(Extracted records)
■ ■ ■
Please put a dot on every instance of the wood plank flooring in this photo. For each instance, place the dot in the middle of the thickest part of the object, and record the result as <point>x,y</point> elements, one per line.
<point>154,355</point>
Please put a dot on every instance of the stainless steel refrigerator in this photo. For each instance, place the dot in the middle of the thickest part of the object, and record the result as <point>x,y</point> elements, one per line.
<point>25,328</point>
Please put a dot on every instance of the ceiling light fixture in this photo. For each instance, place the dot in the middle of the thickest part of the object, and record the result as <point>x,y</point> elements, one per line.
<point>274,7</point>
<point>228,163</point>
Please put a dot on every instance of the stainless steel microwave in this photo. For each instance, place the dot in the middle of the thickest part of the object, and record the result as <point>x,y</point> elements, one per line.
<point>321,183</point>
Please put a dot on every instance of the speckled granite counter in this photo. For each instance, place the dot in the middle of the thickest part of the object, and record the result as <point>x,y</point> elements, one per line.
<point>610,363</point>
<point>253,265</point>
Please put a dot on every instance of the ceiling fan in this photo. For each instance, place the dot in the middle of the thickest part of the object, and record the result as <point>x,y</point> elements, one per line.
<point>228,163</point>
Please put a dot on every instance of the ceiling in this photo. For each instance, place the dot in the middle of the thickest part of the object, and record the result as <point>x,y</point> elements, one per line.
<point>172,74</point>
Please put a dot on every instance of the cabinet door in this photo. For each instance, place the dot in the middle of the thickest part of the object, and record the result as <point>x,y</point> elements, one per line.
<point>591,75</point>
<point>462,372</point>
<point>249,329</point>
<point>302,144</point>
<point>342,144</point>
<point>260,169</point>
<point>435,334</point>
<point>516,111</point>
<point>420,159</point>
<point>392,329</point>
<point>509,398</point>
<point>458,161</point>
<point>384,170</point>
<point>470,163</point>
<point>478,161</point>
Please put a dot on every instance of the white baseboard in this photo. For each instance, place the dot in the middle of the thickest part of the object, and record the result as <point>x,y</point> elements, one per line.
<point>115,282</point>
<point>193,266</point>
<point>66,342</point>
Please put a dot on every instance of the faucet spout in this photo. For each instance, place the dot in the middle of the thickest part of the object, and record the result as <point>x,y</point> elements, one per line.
■ ■ ■
◆ **Exercise**
Set the entries above down again, each one exactly as written.

◆ **Result**
Please put a dot on every instance of the wood plank flooring in this photo. For each instance, place the dot in the middle of the thickest part of the object, and record the result as <point>x,y</point> elements, one per line.
<point>154,355</point>
Please put a dot on every instance of the stainless steel refrigerator in this photo. For each instance, place the dot in the middle of the thickest part of the object, and record the result as <point>x,y</point> elements, one per line.
<point>25,328</point>
Please put a dot on every instance of the ceiling light fixture in this photo. For each instance, place the dot in the middle of the thickest part of the object, and record the result as <point>x,y</point> elements, one per line.
<point>274,7</point>
<point>228,163</point>
Please put a dot on every instance of the stainless steel microwave in this photo. For each instance, place the dot in the middle of the thickest part of the object, and record the result as <point>x,y</point> elements, one per line.
<point>321,183</point>
Please put a dot on every instance of the speckled granite counter in this photo. For each instance, place the dot in the middle of the thickest part of the object, and record the result as <point>x,y</point> elements, one per line.
<point>610,363</point>
<point>253,265</point>
Please put a dot on every instance of the ceiling fan in this photo. For each instance, place the dot in the middle of the thickest part of the object, and record the result as <point>x,y</point> elements, one per line.
<point>228,163</point>
Please put a dot on every instance of the ceiling in this photo. For each instance, place the dot in the middle of the thickest part of the object, and record the result as <point>x,y</point> elements, one per line.
<point>172,74</point>
Please put a dot on every instance of the cabinet door in this photo. For each instance, place the dot in the middle of the thickest part of the object, and record the result as <point>x,y</point> elements, one per line.
<point>591,75</point>
<point>462,372</point>
<point>249,329</point>
<point>302,144</point>
<point>342,144</point>
<point>260,169</point>
<point>435,334</point>
<point>516,111</point>
<point>420,159</point>
<point>392,329</point>
<point>509,398</point>
<point>458,161</point>
<point>384,170</point>
<point>470,163</point>
<point>478,161</point>
Please put a dot on every instance of the white baseboard in this photo. For each instance, place the dot in the middle of the thickest part of the object, and record the result as <point>x,y</point> elements, one per line.
<point>115,282</point>
<point>193,266</point>
<point>66,342</point>
Please put a dot on every instance of the faucet spout in this photo. For each instance, place the dot in the middle of the thickest part of the object, and record the result as <point>x,y</point> elements, one per line.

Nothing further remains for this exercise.